▸ Extrait du texte:
───
Les comportements des consommateurs, et des marques, évoluent très vite. Le gaspillage est de moins en moins accepté. Hier, des produits avec de petits défauts, des emballages abîmés ou des dates courtes de consommation pouvaient être retirés du marché. Aujourd’hui, les marques les remettent en vente en toute transparence. Mobilier, mode, alimentation… Tous les secteurs sont concernés. Illustrations.

1Miliboo développe une filière de produits reconditionnés

Une rayure, un léger impact, une petite tache… Que faire des meubles neufs abîmés lors de leur passage dans les stocks ou suite à un retour client ? « Traditionnellement, il est impossible de réinjecter ces produits dans le réseau de commercialisation, explique dans l’émission Innover pour le commerce le PDG et fondateur de Miliboo Guillaume Lachenal. Ils sont soit détruits et recyclés s’ils sont endommagés, soit écoulés sur des réseaux de déstockage. Le flux de produits n’est pas optimisé. Ils disparaissent de notre circuit client alors que notre consommateur est peut-être preneur de ces produits. »

Le site de vente de mobilier en ligne vient de décider de rompre avec ces pratiques peu écologiques : Miliboo lance en ce début d’année le programme « Reconditionné » afin de remettre en état les meubles endommagés et de leur donner une seconde vie. « Leur traitement est réalisé au siège de Miliboo, situé à Chavanod, près d’Annecy (74) », précise Ecommercemag.fr. Après réparation, les meubles sont réemballés et stockés sur place afin d’éviter des coûts et impacts supplémentaires liés au transport et au stockage.

Miliboo a toutefois choisi de ne pas faire de cette offre reconditionnée une clé d’entrée sur son site (elle n’est pas proposée dans un onglet dédié, par exemple). L’internaute la découvre une fois qu’il a sélectionné un article : la fiche produit stipule alors si le meuble est disponible en version reconditionnée. La démarche est totalement transparente pour le client qui est informé des éventuels défauts toujours visibles, et qui bénéficie d’une réduction en fonction de l’état du meuble. Miliboo veut ainsi donner un coup de pouce aux internautes qui hésitent à passer commande. 

2Nordstrom ouvre un magasin de « re-commerce » alimenté par les articles retournés

Aux États-Unis, l’enseigne de grands magasins Nordstrom (comparable aux Galeries Lafayette) est confrontée au même défi que Miliboo : remettre dans le circuit de vente des articles retournés par les clients. « 41 % des consommateurs achètent plusieurs versions d’un produit pour l’essayer avec l’intention de le renvoyer », décrit le site Maddyness. « Selon les secteurs, le taux de retour varie de 10 % à 40 %, voire plus dans la mode et les chaussures », confirme Marie Chaudy, responsable marketing chez Reversio, une startup spécialisée dans la gestion des retours produits. Mais seule une très faible partie de la marchandise retournée est effectivement remise en vente, l’essentiel est bradé à des déstockeurs, donné à des associations de charité, parfois même détruit (une pratique qui sera interdite en France à partir de 2022).
───
▸ Liste des tâches:
a - Veuillez recopier, dans l'article sur la remise en vente des produits, le passage qui commence par « Les comportements des » et se poursuit jusqu'à « sont concernés. Illustrations. ».
b - D'après l'article sur la remise en vente des produits, où Miliboo remet-il en état ses meubles endommagés ?
c - Reprenez l'article sur la remise en vente des produits et prolongez-le à la suite de sa dernière phrase.
Les items n'ont aucun rôle à jouer ici.

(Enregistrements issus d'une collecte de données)
───
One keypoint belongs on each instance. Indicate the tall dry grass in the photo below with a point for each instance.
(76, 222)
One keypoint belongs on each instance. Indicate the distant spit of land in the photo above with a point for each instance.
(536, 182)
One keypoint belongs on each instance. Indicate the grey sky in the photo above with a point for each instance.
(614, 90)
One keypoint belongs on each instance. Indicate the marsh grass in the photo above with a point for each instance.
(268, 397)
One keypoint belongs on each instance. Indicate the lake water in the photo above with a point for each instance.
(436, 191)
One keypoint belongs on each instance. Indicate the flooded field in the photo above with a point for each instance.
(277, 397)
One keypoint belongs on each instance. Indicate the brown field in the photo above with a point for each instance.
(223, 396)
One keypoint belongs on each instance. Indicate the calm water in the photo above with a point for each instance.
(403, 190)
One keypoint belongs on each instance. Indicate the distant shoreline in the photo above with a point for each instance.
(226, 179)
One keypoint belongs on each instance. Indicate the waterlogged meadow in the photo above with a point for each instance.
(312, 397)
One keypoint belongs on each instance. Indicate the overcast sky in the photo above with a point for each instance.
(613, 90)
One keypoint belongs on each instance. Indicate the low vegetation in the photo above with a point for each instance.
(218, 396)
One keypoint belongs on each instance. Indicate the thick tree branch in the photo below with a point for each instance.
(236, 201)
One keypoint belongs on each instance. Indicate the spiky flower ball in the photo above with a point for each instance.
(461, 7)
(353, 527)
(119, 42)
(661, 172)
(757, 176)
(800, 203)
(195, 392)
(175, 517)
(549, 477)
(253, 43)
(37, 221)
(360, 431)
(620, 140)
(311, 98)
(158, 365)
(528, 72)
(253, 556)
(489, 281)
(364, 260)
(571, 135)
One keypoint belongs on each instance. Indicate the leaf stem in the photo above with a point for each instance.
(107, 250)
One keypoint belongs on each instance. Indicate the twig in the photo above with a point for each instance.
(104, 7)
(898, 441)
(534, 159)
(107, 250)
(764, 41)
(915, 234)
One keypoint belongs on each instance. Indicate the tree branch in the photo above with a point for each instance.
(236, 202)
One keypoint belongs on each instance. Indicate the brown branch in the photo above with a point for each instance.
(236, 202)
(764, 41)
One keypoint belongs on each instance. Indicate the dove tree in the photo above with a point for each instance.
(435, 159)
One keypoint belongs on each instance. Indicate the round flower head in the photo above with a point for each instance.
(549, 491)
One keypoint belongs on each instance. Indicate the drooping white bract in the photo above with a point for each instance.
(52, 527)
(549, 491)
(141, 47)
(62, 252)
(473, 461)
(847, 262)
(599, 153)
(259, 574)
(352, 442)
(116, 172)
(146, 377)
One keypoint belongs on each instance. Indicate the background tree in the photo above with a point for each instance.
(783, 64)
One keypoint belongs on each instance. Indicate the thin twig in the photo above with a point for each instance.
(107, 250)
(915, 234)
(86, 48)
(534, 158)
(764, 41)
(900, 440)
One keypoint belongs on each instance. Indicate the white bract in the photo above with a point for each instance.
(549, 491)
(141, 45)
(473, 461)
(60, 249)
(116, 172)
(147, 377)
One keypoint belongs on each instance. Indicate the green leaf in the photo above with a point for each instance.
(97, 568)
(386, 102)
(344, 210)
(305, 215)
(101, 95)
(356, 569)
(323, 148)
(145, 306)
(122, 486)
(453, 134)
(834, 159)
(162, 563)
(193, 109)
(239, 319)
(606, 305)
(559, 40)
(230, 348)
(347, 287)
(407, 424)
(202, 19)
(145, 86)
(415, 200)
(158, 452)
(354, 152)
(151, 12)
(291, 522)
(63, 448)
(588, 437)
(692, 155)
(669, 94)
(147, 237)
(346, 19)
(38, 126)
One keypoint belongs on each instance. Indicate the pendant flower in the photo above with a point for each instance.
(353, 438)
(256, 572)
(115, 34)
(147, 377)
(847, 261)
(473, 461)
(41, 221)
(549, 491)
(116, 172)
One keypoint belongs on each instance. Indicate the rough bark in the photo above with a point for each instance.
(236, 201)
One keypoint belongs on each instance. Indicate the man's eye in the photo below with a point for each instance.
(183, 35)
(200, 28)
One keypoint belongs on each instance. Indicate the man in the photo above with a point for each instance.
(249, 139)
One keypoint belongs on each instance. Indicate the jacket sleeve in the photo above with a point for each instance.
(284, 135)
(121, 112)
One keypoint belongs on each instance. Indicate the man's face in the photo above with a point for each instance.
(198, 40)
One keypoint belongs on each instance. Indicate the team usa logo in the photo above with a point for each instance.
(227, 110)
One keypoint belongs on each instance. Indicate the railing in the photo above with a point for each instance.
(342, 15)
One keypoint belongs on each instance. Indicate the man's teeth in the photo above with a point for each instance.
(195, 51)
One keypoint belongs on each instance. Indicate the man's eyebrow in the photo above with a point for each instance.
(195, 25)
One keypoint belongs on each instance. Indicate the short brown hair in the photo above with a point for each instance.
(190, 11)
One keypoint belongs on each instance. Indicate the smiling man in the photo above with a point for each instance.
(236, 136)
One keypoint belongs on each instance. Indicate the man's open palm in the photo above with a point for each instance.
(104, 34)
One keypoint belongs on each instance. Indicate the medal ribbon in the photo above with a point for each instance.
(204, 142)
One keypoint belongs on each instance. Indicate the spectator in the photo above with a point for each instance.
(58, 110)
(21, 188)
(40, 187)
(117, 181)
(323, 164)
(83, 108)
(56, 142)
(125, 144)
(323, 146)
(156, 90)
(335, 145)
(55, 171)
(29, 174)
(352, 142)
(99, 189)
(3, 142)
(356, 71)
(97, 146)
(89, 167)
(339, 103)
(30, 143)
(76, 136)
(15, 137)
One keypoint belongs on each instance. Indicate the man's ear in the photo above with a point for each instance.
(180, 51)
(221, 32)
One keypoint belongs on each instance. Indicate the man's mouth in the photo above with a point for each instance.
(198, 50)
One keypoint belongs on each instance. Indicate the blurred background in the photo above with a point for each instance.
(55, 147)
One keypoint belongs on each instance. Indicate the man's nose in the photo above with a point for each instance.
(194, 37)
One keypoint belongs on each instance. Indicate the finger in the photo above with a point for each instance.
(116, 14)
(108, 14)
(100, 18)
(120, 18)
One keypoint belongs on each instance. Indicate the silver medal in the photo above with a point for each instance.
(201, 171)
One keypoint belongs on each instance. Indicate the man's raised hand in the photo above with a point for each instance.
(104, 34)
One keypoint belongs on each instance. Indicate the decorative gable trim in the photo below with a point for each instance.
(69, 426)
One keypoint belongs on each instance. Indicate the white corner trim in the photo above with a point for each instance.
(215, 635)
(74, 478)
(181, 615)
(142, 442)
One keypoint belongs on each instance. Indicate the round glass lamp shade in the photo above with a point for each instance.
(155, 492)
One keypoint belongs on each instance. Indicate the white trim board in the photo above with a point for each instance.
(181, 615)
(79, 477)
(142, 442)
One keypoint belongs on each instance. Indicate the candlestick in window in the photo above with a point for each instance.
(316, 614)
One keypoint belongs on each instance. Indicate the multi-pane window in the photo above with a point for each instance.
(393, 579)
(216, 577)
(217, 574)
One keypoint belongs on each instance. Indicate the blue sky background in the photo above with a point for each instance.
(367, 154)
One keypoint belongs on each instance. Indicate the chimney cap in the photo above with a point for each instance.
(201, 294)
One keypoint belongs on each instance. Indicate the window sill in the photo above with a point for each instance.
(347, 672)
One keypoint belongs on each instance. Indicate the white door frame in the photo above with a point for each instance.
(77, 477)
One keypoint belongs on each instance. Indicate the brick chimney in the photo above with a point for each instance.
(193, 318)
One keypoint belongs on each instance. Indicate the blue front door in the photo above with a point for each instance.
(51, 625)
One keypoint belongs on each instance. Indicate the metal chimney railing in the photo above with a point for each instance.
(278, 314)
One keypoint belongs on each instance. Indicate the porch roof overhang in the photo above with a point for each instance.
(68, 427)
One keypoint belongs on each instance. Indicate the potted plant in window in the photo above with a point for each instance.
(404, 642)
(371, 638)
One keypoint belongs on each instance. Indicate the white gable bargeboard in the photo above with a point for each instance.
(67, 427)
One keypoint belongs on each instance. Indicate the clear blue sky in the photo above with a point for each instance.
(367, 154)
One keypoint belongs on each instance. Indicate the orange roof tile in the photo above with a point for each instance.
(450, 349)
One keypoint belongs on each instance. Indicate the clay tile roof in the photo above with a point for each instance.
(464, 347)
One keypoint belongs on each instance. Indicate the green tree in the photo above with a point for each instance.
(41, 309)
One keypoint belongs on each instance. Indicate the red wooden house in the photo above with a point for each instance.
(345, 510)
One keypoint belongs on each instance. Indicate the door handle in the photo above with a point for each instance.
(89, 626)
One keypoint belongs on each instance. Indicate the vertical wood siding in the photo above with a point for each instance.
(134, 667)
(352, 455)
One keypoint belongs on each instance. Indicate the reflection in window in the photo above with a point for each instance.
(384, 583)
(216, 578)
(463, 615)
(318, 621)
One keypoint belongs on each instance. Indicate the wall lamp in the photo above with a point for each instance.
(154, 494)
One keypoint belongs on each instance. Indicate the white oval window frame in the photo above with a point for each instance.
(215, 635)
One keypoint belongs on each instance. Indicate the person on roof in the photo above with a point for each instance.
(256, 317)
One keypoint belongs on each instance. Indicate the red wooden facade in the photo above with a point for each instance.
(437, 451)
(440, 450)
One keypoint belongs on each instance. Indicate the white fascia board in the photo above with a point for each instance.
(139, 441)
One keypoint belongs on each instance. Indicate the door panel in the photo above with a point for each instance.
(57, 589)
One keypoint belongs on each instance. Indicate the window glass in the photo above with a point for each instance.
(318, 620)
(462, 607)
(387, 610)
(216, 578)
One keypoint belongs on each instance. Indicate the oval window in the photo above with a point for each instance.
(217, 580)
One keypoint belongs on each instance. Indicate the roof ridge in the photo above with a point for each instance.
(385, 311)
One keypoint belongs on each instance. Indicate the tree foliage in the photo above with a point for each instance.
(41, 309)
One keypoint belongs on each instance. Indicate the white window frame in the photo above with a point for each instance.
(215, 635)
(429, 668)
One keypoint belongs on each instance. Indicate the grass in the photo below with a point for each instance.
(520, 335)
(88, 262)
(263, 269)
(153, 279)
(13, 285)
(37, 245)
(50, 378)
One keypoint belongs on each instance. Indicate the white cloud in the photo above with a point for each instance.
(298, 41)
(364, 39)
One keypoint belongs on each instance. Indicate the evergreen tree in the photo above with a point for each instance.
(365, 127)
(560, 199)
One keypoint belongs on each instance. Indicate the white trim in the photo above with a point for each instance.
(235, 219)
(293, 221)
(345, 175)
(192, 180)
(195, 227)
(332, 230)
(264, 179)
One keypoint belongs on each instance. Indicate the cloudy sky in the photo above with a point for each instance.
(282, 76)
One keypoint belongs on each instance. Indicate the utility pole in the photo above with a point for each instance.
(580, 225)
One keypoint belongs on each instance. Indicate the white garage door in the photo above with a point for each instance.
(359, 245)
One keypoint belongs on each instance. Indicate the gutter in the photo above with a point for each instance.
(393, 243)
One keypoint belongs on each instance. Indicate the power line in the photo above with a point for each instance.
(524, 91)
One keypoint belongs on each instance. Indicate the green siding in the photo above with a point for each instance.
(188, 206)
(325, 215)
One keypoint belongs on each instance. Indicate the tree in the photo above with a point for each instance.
───
▸ Les réponses:
a -
Les comportements des consommateurs, et des marques, évoluent très vite. Le gaspillage est de moins en moins accepté. Hier, des produits avec de petits défauts, des emballages abîmés ou des dates courtes de consommation pouvaient être retirés du marché. Aujourd’hui, les marques les remettent en vente en toute transparence. Mobilier, mode, alimentation… Tous les secteurs sont concernés. Illustrations.

b - Au siège de Miliboo, situé à Chavanod, près d'Annecy (74).

c -
Nordstrom vient de créer son propre circuit de distribution pour donner une nouvelle chance à ces produits retournés ou endommagés. L’initiative baptisée See You Tomorrow se présente comme « une nouvelle expérience de re-commerce ». Concrètement, il s’agit d’un magasin d’articles d’occasion, à la fois online et physique (dans le tout nouveau flagship de Nordstrom à New York), où les consommateurs pourront revendre leurs vêtements. Mais la première source d’approvisionnement vient pour l’instant des articles retournés par les clients et de la marchandise endommagée ou avec un défaut qui n’a pu être mise en rayon.

Évitant le gaspillage, See You Tomorrow permet aussi à Nordstrom de proposer à des prix plus raisonnables des articles de designer. Le site Green Matters a par exemple repéré des sneakers vegan Stella McCartney à 166 $, au lieu de 685 $, leur prix habituel.

3Figaret met en vente ses chemises « imparfaites »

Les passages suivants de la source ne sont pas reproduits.